## Begin Material

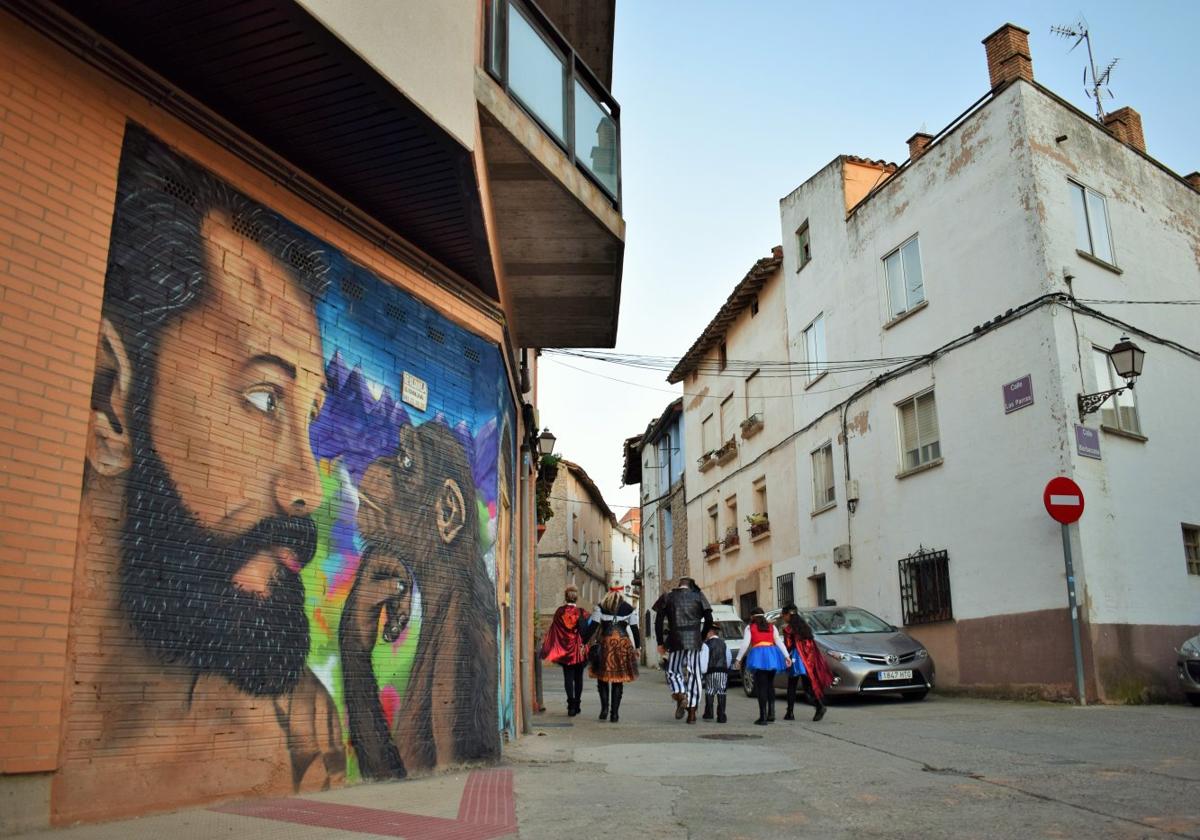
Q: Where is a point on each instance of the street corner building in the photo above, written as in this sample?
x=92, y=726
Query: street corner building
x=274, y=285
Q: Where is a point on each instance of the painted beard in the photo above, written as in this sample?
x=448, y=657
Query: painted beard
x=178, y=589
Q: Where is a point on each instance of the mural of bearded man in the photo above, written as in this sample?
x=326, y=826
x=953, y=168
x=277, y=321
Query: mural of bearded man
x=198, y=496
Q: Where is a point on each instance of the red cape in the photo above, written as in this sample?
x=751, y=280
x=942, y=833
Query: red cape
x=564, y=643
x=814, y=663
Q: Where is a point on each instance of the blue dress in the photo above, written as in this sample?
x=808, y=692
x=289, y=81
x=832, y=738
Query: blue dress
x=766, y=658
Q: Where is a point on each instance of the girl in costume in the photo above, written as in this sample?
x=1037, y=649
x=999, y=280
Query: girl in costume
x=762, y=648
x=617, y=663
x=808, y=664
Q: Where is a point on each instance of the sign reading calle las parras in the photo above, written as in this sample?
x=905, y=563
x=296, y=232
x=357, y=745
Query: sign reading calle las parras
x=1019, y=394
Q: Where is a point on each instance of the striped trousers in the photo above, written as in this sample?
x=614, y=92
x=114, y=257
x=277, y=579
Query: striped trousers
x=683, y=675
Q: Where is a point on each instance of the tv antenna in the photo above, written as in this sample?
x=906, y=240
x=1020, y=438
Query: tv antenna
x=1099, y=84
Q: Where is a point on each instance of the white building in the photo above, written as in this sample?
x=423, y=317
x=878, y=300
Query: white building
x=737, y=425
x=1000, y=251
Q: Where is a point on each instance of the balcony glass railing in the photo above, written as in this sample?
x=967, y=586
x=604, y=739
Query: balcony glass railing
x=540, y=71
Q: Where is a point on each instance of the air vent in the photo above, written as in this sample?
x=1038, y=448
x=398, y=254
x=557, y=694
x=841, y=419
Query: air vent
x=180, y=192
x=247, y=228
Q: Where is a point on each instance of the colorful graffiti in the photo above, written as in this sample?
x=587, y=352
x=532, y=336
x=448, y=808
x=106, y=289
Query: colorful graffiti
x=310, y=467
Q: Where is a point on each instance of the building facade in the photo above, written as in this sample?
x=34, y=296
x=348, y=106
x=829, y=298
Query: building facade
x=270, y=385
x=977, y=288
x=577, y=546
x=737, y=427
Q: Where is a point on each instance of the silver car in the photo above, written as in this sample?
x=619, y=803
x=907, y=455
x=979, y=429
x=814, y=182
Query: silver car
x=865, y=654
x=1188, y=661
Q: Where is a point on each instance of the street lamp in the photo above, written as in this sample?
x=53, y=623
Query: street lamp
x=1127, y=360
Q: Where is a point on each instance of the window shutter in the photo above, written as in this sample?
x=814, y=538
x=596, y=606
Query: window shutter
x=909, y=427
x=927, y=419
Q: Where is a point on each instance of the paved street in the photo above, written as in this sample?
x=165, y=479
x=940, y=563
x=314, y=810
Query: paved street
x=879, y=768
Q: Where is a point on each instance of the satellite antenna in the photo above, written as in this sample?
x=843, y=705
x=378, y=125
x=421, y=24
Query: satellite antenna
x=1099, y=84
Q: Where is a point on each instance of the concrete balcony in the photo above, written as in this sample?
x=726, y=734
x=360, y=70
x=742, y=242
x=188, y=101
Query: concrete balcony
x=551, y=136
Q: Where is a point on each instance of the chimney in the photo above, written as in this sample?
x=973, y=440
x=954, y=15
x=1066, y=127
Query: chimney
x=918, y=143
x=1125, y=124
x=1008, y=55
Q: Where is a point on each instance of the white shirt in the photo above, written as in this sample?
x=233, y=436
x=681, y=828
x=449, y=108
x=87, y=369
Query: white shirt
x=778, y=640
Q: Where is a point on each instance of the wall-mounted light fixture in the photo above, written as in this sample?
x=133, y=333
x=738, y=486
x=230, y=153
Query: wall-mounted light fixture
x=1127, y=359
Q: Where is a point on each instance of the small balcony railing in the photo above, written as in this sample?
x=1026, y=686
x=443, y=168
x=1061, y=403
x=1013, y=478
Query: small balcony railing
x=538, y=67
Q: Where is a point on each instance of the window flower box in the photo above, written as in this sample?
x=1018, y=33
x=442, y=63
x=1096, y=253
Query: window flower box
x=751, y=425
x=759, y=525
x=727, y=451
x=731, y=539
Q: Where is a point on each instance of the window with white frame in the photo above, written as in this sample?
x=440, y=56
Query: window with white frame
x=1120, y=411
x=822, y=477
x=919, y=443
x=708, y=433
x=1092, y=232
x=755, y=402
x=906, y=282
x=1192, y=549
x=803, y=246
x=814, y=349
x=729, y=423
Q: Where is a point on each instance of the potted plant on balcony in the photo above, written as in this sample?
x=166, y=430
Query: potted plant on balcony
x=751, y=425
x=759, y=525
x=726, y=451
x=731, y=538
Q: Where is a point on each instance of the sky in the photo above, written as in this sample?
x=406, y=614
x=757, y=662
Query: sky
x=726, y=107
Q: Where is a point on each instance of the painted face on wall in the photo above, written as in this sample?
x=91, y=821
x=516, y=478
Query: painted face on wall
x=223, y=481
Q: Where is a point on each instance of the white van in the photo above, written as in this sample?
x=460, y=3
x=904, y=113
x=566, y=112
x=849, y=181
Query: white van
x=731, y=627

## End Material
## Begin Material

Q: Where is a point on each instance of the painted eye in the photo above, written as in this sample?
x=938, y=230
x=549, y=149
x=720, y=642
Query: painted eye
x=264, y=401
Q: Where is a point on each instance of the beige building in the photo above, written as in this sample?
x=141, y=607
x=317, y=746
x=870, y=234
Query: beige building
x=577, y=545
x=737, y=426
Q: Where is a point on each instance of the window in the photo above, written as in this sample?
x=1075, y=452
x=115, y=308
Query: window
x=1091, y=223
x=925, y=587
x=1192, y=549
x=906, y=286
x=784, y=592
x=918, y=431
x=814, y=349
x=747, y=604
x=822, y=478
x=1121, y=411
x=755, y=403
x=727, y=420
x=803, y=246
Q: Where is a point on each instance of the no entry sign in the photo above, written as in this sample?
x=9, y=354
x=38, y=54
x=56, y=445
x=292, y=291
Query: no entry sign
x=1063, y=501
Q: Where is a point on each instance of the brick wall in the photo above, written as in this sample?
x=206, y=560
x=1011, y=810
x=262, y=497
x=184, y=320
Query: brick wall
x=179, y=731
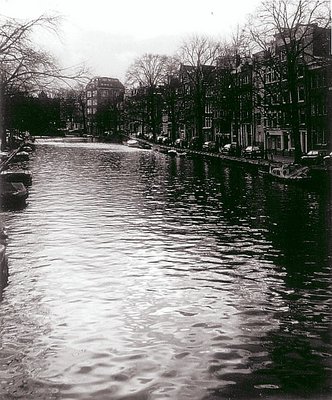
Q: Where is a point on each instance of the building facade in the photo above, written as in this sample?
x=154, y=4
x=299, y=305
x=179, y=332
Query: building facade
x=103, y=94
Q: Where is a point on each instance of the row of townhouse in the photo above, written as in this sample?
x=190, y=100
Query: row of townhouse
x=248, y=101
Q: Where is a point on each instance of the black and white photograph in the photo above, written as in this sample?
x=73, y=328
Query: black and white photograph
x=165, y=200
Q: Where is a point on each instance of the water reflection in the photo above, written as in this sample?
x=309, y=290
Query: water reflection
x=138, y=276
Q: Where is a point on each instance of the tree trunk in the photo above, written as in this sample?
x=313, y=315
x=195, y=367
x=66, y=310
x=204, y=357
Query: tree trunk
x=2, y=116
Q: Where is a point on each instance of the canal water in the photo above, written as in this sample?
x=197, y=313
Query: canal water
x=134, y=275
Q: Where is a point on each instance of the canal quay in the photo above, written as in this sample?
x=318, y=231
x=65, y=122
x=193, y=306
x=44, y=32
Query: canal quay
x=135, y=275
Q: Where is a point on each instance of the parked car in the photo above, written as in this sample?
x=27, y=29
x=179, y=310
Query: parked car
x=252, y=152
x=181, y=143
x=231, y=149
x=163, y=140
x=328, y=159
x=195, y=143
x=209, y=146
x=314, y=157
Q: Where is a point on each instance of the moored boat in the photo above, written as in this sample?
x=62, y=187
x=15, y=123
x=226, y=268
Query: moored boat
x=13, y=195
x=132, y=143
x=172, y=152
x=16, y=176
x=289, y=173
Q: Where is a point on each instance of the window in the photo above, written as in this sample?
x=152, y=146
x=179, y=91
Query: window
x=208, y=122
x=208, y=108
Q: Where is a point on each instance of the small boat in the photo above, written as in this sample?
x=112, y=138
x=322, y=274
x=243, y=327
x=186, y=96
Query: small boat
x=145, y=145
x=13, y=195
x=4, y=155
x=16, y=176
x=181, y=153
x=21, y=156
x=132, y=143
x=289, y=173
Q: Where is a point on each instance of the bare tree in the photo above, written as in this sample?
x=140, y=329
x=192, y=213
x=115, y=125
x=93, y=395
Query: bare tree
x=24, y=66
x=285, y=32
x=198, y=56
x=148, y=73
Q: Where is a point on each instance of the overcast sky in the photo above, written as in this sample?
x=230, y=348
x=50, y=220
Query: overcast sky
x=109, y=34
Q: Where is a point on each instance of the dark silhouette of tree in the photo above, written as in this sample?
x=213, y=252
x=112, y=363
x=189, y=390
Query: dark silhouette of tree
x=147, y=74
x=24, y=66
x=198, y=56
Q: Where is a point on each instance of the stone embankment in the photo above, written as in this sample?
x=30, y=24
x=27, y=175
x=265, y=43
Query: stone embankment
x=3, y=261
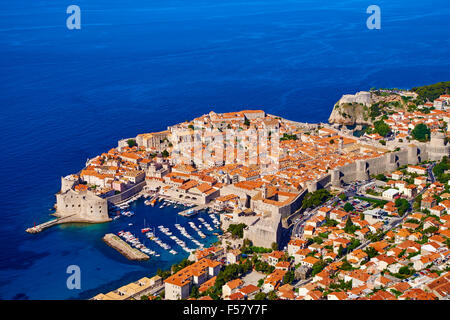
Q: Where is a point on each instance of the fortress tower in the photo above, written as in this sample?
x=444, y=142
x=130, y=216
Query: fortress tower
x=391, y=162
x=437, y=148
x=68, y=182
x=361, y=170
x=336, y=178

## End Material
## Begin Material

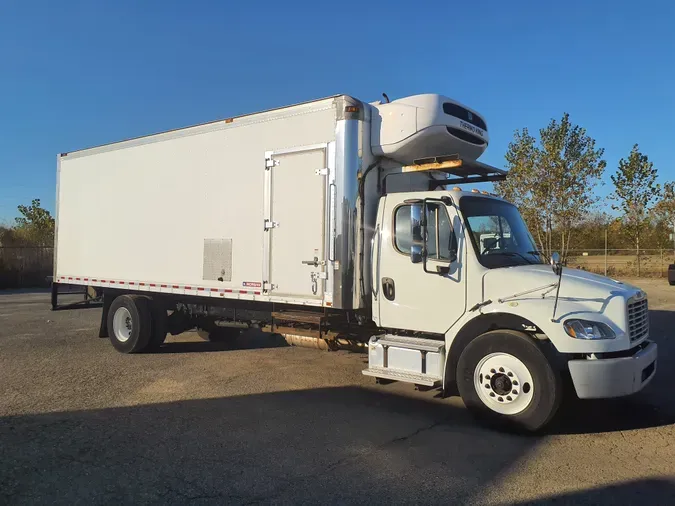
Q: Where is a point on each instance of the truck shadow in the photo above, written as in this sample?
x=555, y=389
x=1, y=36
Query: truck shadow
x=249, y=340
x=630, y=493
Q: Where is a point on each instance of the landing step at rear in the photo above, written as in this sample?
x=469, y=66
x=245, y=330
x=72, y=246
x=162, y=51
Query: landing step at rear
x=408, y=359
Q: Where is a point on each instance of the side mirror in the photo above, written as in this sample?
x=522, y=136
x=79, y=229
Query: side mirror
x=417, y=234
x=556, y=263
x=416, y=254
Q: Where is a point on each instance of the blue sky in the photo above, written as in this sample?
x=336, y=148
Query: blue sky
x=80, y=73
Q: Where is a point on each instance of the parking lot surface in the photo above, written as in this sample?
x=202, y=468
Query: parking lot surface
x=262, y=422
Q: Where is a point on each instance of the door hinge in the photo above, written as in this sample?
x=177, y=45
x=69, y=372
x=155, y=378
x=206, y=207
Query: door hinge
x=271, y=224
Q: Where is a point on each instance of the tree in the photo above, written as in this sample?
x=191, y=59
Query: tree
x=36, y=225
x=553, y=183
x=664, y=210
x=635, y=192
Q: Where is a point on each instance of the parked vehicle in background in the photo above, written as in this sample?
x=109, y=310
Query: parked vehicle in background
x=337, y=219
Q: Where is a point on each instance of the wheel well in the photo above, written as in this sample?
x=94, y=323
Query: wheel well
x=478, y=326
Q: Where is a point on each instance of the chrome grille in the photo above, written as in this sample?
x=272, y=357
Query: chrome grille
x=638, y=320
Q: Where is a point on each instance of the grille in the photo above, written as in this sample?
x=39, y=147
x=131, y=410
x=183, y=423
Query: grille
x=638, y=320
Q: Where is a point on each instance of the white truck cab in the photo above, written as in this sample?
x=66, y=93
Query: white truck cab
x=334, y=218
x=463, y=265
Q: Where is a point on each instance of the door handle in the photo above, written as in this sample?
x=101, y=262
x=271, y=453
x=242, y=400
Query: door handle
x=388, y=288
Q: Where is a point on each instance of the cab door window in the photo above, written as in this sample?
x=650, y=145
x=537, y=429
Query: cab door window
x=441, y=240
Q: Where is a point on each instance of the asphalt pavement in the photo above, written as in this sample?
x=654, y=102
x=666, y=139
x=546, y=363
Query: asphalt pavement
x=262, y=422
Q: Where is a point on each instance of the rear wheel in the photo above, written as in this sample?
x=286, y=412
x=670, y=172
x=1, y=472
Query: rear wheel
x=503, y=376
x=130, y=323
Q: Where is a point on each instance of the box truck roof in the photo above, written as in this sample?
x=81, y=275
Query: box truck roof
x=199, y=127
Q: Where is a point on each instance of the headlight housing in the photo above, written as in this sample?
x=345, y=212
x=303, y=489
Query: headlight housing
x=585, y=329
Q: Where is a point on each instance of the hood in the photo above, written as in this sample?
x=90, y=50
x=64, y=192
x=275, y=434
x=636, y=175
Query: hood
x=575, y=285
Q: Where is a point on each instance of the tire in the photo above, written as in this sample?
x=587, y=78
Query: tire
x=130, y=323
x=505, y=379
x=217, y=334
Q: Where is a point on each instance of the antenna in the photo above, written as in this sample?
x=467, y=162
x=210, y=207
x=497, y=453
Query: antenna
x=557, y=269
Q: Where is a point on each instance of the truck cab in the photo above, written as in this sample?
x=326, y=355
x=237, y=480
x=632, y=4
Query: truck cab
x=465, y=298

## End Material

» **The request**
Reproduce everything in the records above, from the line that contains "Q: Where is a point on each instance of the hood" down to the line that contains "x=465, y=298", including both of those lines.

» **Complete response**
Q: Where is a point on each instance of the hood in the photo above, written as in this sample?
x=90, y=50
x=64, y=192
x=275, y=434
x=636, y=175
Query: hood
x=575, y=285
Q: Where is a point on each instance of the tire in the photo above, written as in this sample?
x=587, y=78
Query: tire
x=130, y=323
x=505, y=379
x=217, y=334
Q: Where is a point on each instance of the antenna in the photo above, written as in this sample?
x=467, y=162
x=210, y=207
x=497, y=453
Query: antenna
x=557, y=269
Q: Where is a point on each instance of the truck cab in the photo above, written as in this sample?
x=326, y=355
x=237, y=480
x=632, y=4
Query: truck cab
x=465, y=298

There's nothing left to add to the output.